WHAT YOU SHOULD DO>
Starting at the line that contains "warm uplight -> point", transcribe each line exactly through the end of the data below, and skip any pictures.

RECORDS TO USE>
----------

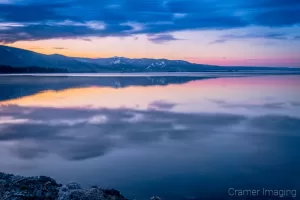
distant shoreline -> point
(160, 74)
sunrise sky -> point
(231, 32)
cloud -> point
(8, 85)
(59, 48)
(162, 38)
(84, 140)
(270, 36)
(268, 105)
(43, 20)
(163, 105)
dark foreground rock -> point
(45, 188)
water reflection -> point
(190, 140)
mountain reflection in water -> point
(175, 137)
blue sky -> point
(231, 32)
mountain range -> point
(15, 60)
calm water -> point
(174, 137)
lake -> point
(177, 137)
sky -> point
(218, 32)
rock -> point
(44, 188)
(27, 188)
(73, 186)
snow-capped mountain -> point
(147, 64)
(14, 60)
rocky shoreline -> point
(45, 188)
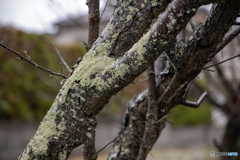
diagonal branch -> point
(228, 38)
(221, 62)
(31, 62)
(151, 117)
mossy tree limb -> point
(193, 57)
(104, 71)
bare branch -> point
(194, 104)
(222, 61)
(229, 37)
(192, 25)
(104, 9)
(94, 19)
(93, 33)
(151, 116)
(62, 59)
(31, 62)
(188, 88)
(107, 145)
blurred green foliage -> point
(27, 92)
(182, 115)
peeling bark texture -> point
(195, 55)
(105, 70)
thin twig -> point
(62, 59)
(20, 57)
(222, 61)
(236, 23)
(107, 145)
(104, 10)
(194, 104)
(192, 25)
(229, 37)
(188, 88)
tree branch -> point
(101, 74)
(31, 62)
(151, 117)
(61, 58)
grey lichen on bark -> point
(100, 74)
(194, 55)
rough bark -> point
(195, 55)
(105, 70)
(94, 19)
(93, 32)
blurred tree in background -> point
(26, 92)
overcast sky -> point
(38, 15)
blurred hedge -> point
(182, 115)
(27, 92)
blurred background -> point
(26, 93)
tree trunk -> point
(112, 63)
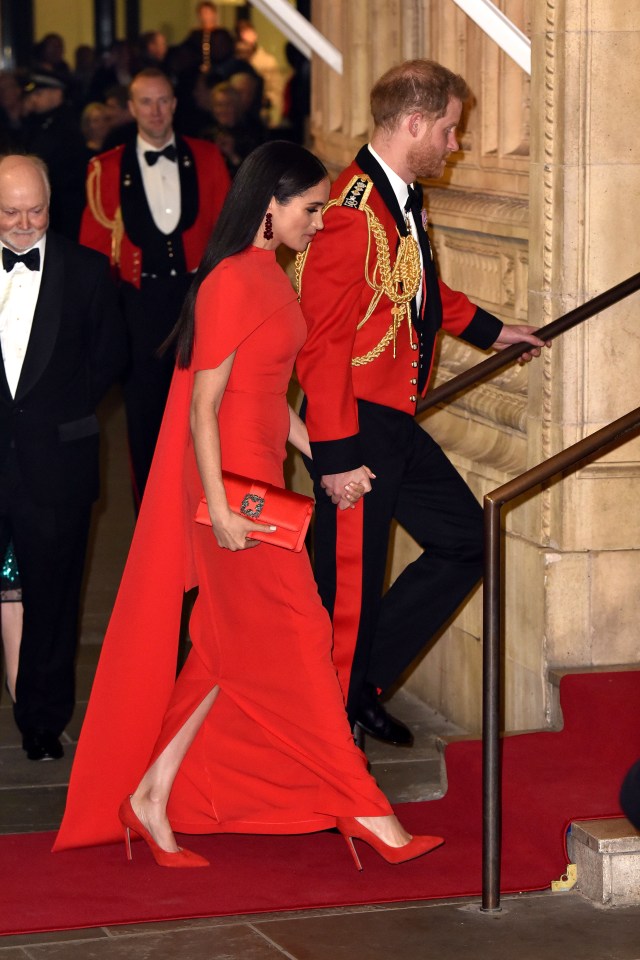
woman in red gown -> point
(253, 735)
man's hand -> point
(345, 489)
(520, 333)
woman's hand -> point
(232, 532)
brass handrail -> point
(547, 333)
(611, 435)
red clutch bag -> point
(287, 511)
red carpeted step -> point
(549, 779)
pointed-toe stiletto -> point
(164, 858)
(349, 827)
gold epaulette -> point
(94, 200)
(399, 284)
(356, 193)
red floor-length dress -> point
(275, 753)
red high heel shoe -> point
(349, 827)
(132, 824)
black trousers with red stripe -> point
(418, 487)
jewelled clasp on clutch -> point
(252, 505)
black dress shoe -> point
(42, 745)
(374, 720)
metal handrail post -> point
(491, 807)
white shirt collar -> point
(143, 145)
(399, 187)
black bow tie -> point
(170, 152)
(30, 259)
(414, 202)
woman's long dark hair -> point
(277, 169)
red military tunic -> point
(104, 229)
(367, 357)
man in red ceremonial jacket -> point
(374, 305)
(151, 206)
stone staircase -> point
(606, 854)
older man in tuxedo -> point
(151, 206)
(63, 343)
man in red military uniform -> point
(151, 206)
(374, 305)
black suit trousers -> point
(150, 314)
(50, 545)
(417, 486)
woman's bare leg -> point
(11, 627)
(149, 801)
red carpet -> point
(549, 779)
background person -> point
(63, 345)
(374, 305)
(151, 206)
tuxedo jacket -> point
(117, 220)
(357, 348)
(76, 350)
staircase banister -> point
(608, 435)
(547, 333)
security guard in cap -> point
(52, 132)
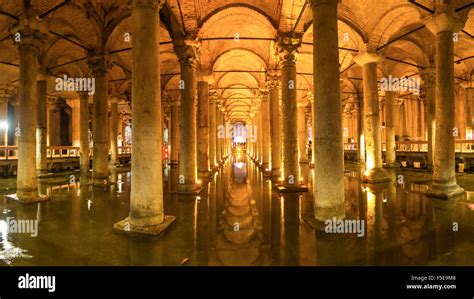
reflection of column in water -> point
(275, 230)
(201, 227)
(239, 243)
(444, 217)
(291, 229)
(146, 252)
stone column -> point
(265, 129)
(469, 90)
(403, 116)
(146, 198)
(26, 182)
(360, 130)
(114, 123)
(203, 129)
(328, 150)
(443, 24)
(174, 133)
(288, 48)
(187, 52)
(213, 131)
(100, 123)
(275, 142)
(390, 152)
(302, 132)
(429, 79)
(41, 129)
(374, 173)
(84, 132)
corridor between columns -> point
(261, 133)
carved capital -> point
(98, 65)
(188, 50)
(366, 55)
(154, 4)
(288, 47)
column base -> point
(101, 182)
(125, 227)
(188, 189)
(27, 199)
(318, 219)
(393, 165)
(444, 191)
(375, 176)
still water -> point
(238, 219)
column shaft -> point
(41, 130)
(328, 151)
(203, 129)
(84, 132)
(114, 122)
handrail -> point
(461, 146)
(11, 152)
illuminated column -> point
(187, 52)
(114, 122)
(26, 182)
(429, 79)
(100, 125)
(174, 133)
(302, 132)
(403, 116)
(374, 172)
(275, 143)
(203, 129)
(443, 24)
(220, 134)
(84, 131)
(328, 150)
(265, 129)
(469, 101)
(288, 48)
(390, 153)
(212, 130)
(41, 130)
(360, 130)
(146, 198)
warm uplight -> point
(4, 125)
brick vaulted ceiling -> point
(78, 28)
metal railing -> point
(461, 146)
(52, 152)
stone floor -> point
(239, 220)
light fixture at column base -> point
(190, 189)
(125, 227)
(375, 176)
(444, 192)
(27, 200)
(392, 165)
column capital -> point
(315, 3)
(444, 19)
(154, 4)
(469, 84)
(188, 50)
(366, 55)
(83, 95)
(428, 75)
(273, 80)
(98, 65)
(288, 46)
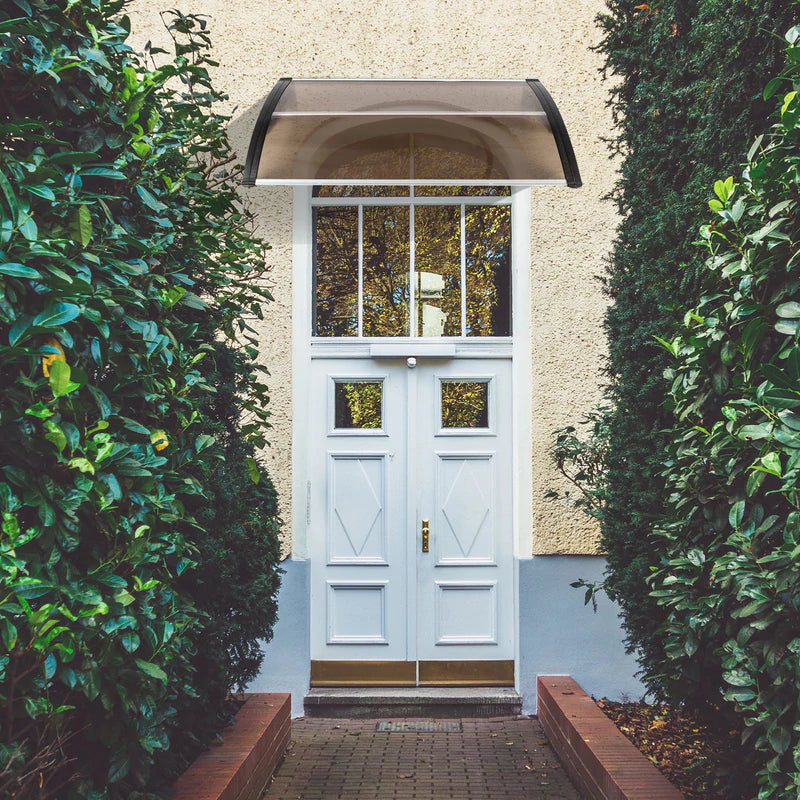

----------

EXERCISE RESULT>
warm uplight -> point
(4, 125)
brick vaulted ceiling -> point
(78, 28)
metal railing -> point
(461, 146)
(52, 152)
stone floor -> point
(239, 220)
light fixture at column base -> point
(190, 189)
(125, 227)
(375, 176)
(444, 192)
(27, 200)
(392, 165)
column capital -> point
(315, 3)
(444, 19)
(154, 4)
(469, 84)
(188, 50)
(366, 55)
(83, 95)
(428, 75)
(273, 80)
(98, 65)
(288, 46)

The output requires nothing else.